> SUPPLIED TEXT
-------------------------

Are you paying attention? How many times have you heard your mother, your teacher, your coach, or your spouse ask that question? It’s an indication that something important has been shared and an expression of their concern that you might have missed it.
We have a new President, a financial crisis of monumental proportions, government ownership of banks and automobile manufacturers, clean energy initiatives with solid backing, and a real chance that health insurance and health care are going to be altered to yield something that looks a lot more like universal coverage.
I don’t know what you do for a living, but as a semi-retired person who has considered himself to be out of the fray—with an inflation-adjusted pension and some investments—I’m paying close attention. It’s hard for me to imagine a personal situation that is not going to be impacted by the things I’ve mentioned in the second paragraph.
For my wife and I, the decline in our investment portfolio has meant taking a serious look at our discretionary spending. We’ll be taking fewer trips to visit family and cutting back on eating out. Health insurance costs may be going up, my house isn’t worth as much as it was two years ago, and I doubt that the bank is going to be supportive of a bridge loan if I want to downsize into a house with a master bedroom on the main floor—which means I’ll have to sell this house before I can take the next step.
I consider myself semi-retired because I do consulting work. I find that businesses are doing the same thing with their budgets that we’re doing with our household finance. They’re cutting back on discretionary spending, and although I like to think that I add value with my workshops and other services, it is obvious from the cancellations and delays that many firms are rethinking their priorities.
One of the financial columns I read talks about “The new reality”. The point the author is making is that things aren’t going to go back to where they were before. Smart investors need to stay abreast of the changes and adjust accordingly.
There is a process to help cope with all of these changes. Done properly, it is even possible to get a leg up on your competition and use “The new reality” to your advantage. The process is called reinvention. I like to break reinvention into two parts, which I call big reinvention and little reinvention.
Little reinvention is primarily process focused. It involves making incremental changes that increase the efficiency and productivity of your enterprise. Surveying your customers—patients in a medical practice, for instance—to see what that like and what they dislike about the totality of the service you provide can give you the information you need to make incremental changes: Shorten up the check-in procedure by adding another receptionist.
Big reinvention occurs less frequently. It is the appropriate response to “The new reality,” to a paradigm shift. Big reinvention involves changes to your enterprise’s strategies and tactics. Failure to adjust to “The new reality” can be fatal: just ask Chrysler and GM.
Where does reinvention start? It starts with paying attention. Healthy organizations reinvent themselves by training people at all levels to be aware of what is going on inside and outside their normal boundaries and establishing a re-occurring process for drafting and implementing changes.
Financial meltdown; health care reform; alternative energy initiatives; government ownership: Are any of these impacting you and your organization? Are you paying attention? And what are you doing to address the changes?

-------------------------

> GIVEN INFORMATION

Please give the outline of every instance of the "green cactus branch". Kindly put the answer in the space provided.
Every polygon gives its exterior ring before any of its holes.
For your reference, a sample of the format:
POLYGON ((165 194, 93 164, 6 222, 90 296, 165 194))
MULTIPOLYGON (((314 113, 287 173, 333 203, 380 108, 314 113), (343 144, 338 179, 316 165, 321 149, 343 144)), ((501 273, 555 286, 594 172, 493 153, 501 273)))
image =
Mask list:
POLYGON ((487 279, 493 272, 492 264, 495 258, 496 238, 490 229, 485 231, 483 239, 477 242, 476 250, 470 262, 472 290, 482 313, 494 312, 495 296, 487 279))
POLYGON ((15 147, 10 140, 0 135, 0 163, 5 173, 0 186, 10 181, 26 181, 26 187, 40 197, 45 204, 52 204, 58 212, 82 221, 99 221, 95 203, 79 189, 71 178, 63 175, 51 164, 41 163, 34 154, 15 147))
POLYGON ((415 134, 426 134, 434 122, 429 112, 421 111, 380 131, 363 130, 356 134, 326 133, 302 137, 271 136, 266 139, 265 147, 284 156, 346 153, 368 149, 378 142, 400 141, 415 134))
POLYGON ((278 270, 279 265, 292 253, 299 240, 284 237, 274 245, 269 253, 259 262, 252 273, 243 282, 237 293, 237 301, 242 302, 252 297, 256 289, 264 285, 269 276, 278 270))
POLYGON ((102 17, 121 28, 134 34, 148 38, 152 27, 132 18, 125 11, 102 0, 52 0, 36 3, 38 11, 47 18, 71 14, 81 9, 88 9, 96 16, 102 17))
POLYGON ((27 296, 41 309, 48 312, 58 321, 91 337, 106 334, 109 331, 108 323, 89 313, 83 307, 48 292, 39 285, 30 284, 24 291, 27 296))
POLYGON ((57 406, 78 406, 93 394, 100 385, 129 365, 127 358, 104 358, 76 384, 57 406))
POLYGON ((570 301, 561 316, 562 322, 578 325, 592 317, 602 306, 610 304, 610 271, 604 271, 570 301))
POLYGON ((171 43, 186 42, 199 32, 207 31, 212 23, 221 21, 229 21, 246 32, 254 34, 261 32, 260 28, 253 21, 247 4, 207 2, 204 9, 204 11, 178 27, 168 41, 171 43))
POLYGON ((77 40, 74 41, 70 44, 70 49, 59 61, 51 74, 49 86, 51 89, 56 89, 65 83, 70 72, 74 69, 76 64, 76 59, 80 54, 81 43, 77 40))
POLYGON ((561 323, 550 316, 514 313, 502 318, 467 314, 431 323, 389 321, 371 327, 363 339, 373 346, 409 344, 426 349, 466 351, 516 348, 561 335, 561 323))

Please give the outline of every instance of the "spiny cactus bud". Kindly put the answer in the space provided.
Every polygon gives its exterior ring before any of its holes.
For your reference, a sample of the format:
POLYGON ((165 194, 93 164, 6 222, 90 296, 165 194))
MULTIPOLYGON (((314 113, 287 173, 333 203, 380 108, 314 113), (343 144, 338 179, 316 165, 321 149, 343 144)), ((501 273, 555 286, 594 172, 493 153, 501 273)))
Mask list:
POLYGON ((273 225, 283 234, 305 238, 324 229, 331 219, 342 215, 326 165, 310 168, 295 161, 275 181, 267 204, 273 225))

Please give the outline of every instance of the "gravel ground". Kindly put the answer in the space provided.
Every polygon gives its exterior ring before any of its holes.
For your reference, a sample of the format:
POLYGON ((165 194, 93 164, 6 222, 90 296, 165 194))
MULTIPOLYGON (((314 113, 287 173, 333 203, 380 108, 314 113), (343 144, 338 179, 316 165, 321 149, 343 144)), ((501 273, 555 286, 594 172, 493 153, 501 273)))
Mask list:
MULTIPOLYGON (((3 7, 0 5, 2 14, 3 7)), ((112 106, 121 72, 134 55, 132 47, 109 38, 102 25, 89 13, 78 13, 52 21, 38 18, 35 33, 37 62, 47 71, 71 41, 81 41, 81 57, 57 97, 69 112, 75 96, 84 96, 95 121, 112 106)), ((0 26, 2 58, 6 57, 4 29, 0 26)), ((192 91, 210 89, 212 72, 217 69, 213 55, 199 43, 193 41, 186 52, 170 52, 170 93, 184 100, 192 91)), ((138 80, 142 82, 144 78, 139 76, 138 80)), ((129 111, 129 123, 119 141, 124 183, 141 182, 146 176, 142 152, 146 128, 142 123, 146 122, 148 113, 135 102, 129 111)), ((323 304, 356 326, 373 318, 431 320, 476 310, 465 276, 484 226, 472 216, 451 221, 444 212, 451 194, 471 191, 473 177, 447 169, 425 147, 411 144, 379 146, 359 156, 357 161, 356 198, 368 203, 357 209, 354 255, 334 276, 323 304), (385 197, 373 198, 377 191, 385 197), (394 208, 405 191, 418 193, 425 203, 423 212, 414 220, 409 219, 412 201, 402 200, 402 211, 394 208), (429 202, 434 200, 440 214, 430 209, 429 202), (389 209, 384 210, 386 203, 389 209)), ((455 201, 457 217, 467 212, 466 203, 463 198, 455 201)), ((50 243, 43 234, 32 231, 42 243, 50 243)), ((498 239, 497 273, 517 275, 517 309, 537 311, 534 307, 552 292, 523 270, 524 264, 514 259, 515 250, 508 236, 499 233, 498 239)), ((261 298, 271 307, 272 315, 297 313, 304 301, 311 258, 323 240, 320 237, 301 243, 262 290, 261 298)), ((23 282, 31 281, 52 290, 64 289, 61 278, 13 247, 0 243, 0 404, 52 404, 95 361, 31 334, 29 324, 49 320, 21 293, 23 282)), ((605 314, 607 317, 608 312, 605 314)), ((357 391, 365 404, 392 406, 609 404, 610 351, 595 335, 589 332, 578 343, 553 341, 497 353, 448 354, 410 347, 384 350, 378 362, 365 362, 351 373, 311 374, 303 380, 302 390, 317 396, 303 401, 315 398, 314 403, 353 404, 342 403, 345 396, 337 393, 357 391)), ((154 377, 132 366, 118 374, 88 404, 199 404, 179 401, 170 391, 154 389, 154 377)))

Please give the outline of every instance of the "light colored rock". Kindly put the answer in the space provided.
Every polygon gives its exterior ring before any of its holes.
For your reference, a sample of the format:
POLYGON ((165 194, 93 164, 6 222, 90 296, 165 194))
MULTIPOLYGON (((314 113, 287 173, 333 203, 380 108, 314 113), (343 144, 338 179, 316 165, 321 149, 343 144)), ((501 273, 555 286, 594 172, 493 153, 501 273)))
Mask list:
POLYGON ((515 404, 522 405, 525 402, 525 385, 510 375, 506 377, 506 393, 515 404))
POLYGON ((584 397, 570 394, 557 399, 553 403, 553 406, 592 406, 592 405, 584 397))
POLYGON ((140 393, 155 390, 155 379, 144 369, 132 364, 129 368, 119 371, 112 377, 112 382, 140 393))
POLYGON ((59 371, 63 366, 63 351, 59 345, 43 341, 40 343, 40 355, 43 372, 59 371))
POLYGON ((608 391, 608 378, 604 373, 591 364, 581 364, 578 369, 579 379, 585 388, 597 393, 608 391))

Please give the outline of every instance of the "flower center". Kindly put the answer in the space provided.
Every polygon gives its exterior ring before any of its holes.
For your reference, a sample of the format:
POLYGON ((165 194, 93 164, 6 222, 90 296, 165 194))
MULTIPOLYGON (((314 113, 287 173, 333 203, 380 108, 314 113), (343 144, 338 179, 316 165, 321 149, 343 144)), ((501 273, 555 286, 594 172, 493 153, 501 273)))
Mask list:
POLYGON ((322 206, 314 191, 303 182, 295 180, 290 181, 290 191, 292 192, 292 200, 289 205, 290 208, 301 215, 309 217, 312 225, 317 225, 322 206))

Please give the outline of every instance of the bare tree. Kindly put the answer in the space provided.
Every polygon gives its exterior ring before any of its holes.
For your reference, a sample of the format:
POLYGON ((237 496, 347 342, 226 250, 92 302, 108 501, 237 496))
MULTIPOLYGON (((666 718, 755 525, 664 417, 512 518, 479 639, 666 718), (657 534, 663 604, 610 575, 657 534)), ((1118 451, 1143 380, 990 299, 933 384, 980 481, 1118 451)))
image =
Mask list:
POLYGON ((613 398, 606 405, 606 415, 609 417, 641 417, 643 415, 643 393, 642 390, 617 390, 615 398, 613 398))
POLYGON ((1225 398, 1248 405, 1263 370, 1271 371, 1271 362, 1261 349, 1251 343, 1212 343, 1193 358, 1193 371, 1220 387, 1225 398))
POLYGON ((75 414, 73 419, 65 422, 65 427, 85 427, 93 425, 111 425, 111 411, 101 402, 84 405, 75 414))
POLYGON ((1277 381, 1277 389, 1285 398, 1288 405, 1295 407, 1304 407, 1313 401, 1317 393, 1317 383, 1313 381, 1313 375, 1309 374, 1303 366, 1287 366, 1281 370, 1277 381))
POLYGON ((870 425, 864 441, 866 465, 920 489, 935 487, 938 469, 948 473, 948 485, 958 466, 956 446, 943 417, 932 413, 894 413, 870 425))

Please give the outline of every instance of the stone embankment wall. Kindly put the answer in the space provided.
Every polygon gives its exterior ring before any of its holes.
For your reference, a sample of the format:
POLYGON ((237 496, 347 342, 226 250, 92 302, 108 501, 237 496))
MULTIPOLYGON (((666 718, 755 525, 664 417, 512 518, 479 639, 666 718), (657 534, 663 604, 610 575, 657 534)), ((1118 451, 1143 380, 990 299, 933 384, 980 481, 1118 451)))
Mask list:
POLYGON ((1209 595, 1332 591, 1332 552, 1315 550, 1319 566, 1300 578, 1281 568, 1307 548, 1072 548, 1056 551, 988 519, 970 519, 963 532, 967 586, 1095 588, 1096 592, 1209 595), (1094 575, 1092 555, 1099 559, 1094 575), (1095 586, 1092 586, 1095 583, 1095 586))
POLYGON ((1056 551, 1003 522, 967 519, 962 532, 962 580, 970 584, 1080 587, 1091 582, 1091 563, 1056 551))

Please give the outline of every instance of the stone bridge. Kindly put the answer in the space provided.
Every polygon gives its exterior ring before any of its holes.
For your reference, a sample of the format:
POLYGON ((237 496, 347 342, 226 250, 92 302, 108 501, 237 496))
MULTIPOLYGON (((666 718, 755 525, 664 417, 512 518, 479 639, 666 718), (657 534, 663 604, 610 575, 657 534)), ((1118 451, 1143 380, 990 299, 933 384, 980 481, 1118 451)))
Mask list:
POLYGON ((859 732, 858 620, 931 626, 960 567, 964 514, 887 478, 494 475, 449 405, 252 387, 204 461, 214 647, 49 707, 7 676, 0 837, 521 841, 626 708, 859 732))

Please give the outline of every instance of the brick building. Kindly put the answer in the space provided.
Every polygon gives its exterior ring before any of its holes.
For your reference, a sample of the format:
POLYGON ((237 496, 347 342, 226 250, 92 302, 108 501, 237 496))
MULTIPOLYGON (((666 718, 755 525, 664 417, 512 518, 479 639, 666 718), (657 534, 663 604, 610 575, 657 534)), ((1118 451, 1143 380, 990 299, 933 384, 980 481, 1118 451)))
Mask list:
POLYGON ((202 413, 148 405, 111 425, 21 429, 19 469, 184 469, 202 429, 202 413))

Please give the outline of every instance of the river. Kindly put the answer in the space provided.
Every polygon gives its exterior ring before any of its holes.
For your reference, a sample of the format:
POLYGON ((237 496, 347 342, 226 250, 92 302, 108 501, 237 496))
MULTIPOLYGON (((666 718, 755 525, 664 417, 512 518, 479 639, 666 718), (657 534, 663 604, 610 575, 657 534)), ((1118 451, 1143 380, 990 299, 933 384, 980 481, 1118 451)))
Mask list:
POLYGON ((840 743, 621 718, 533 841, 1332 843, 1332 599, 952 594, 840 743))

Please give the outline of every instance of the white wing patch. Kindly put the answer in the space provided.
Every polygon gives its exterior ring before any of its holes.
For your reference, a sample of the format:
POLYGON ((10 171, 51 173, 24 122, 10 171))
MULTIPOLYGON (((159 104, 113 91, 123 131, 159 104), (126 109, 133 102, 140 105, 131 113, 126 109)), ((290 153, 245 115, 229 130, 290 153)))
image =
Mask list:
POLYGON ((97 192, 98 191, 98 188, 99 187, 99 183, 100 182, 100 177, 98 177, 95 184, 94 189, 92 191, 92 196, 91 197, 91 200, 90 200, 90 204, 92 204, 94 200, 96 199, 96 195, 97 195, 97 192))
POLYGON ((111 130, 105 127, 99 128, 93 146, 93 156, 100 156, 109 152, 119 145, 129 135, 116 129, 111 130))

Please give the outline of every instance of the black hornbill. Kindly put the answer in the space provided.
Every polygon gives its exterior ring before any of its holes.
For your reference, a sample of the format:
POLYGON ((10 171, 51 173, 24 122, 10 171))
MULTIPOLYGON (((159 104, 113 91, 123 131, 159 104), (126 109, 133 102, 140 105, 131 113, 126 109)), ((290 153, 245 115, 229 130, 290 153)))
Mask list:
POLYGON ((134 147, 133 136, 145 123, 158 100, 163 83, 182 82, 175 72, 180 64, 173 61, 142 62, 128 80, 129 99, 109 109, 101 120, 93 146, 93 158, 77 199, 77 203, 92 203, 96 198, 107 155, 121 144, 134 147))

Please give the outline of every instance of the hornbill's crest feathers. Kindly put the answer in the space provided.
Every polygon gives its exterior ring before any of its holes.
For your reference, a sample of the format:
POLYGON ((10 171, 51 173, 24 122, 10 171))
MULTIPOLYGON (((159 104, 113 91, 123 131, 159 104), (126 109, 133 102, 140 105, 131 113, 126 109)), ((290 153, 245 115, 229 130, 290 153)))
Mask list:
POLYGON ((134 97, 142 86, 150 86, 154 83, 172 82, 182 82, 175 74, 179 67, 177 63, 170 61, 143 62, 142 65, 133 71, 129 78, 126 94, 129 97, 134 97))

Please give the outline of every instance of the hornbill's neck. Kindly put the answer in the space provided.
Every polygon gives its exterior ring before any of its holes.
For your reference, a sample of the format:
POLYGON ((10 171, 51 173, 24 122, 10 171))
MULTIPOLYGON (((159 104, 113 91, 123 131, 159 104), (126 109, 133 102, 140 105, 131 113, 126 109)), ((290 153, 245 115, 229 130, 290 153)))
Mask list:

-------------------------

> LIST OF TASKS
[1] In the reinvention essay, why does the writer expect to have to sell his current house before moving to one with a master bedroom on the main floor?
[2] Rewrite the paragraph of the reinvention essay that begins "Big reinvention occurs less frequently" as a short list, keeping its main facts.
[3] Say whether each statement agrees with the reinvention essay. Answer yes or no and quote the deciding words.
(a) The writer and his wife plan to take fewer trips to visit family.
(b) Little reinvention involves changes to an enterprise's strategies and tactics.
(c) The writer's pension is adjusted for inflation.

> TASK-BY-TASK RESULTS
[1] He doubts that the bank will support a bridge loan for the downsizing. Without that loan, he would need to sell his current house before he can take the next step.

[2]
- Big reinvention happens less often than little reinvention.
- It is the right response to "The new reality," a paradigm shift.
- It changes an enterprise's strategies and tactics.
- Failing to adjust to "The new reality" can be fatal, as with Chrysler and GM.

[3]
(a) Yes: "We’ll be taking fewer trips to visit family"
(b) No: "Little reinvention is primarily process focused." Changes to strategies and tactics belong to big reinvention: "Big reinvention involves changes to your enterprise’s strategies and tactics."
(c) Yes: "with an inflation-adjusted pension"